Auszug:
Julian Barnes

Nichts, was man fürchten müsste

Cover: Nichts, was man fürchten müsste
Kiepenheuer und Witsch Verlag, Köln 2010
ISBN 9783462041866
Gebunden, 333 Seiten, 19,95 EUR

Klappentext

Aus dem Englischen von Gertraude Krueger. "Was soll eigentlich dieses ganze Tamtam um den Tod?", fragt nüchtern Julian Barnes' Mutter. Aber ihr Sohn kann deshalb oft nicht schlafen: "Ich erklärte ihr, mir widerstrebe eben der Gedanke daran." Die Angst vor dem Tod treibt Julian Barnes seit seiner Jugend um, immer wieder umkreist er das Thema in seiner ganzen Unerbittlichkeit und Hoffnungslosigkeit, denn er glaubt nicht an Gott, vermisst ihn aber. Neugierig und um Erkenntnis bemüht sucht er in der Kunst und in der Literatur, in den Naturwissenschaften und in der Musik nach Antworten. Doch Julian Barnes ist Romancier, deshalb entwickelt er seine Gedanken aus Personen und Handlung. Und so erzählt er auch die anekdotenreiche Geschichte vom Leben und Sterben der sehr britisch zugeknöpften Familie Barnes - von den originellen Großeltern, der herrischen Mutter, dem in sich gekehrten Vater, dem besserwisserischen Philosophen-Bruder und dem belesenen, an den Künsten interessierten Julian.
Seine wahren Angehörigen und Vorfahren sind für Julian Barnes allerdings nicht die Mitglieder einer englischen Lehrerfamilie, sondern Schriftsteller und Komponisten wie Stendhal, Flaubert und Strawinsky. Mit ihnen erörtert er scharfsinnig und verängstigt, flapsig und tröstlich, ironisch und ernsthaft die Angst vor dem Treppenlift, den Blick in den Abgrund, das Wie und Wo und Wann.

Ziel der Aufgabe:
Nenne aus dem Auszug alle Bereiche, in denen Julian Barnes nach Antworten sucht. Die Daten sind eigenständiges Material und gehören nicht zum Auszug.

Angezeigte Daten:
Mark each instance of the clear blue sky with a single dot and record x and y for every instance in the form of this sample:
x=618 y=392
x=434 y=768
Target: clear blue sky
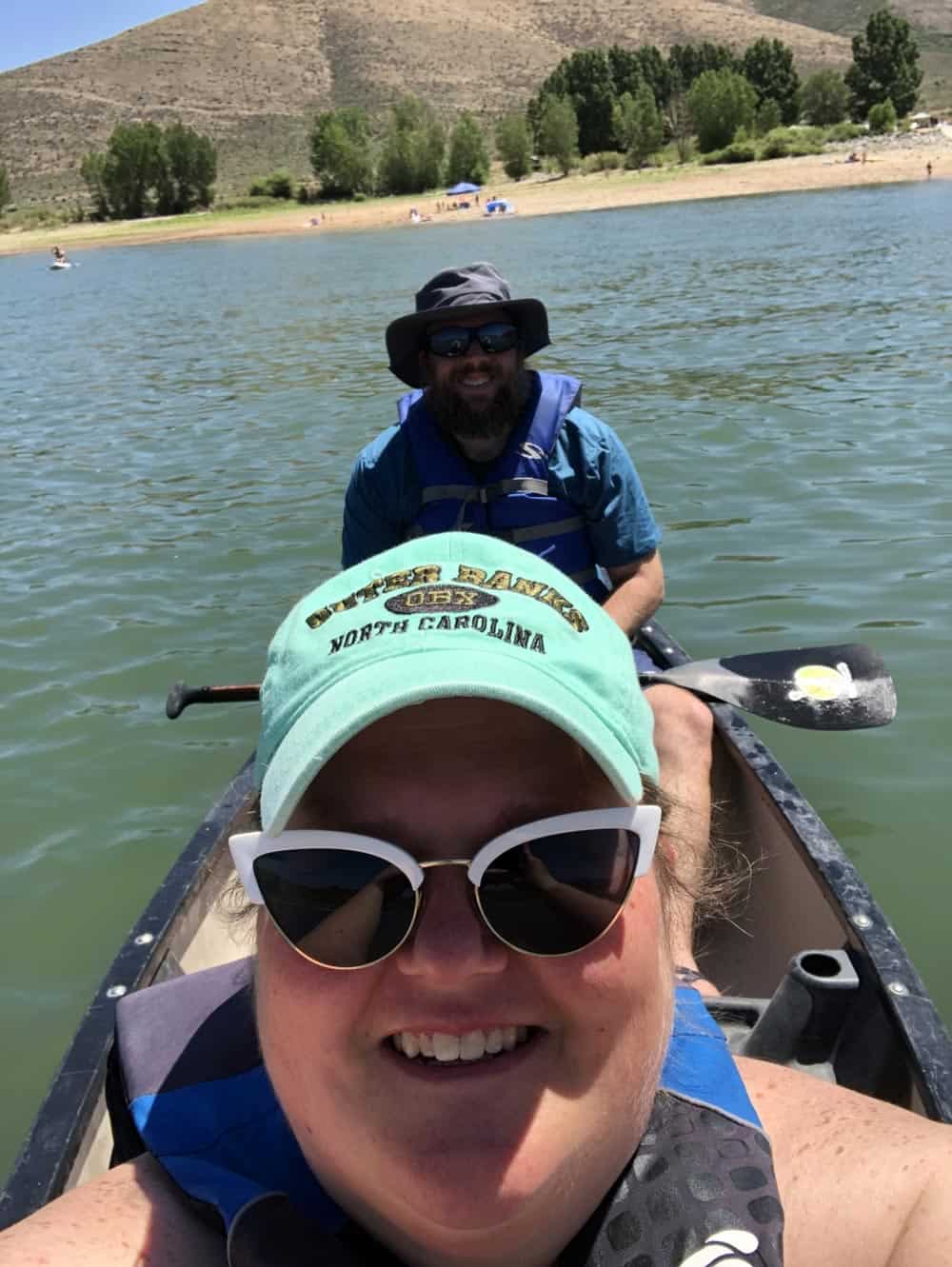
x=31 y=30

Gelöste Aufgabe:
Kunst, Literatur, Naturwissenschaften, Musik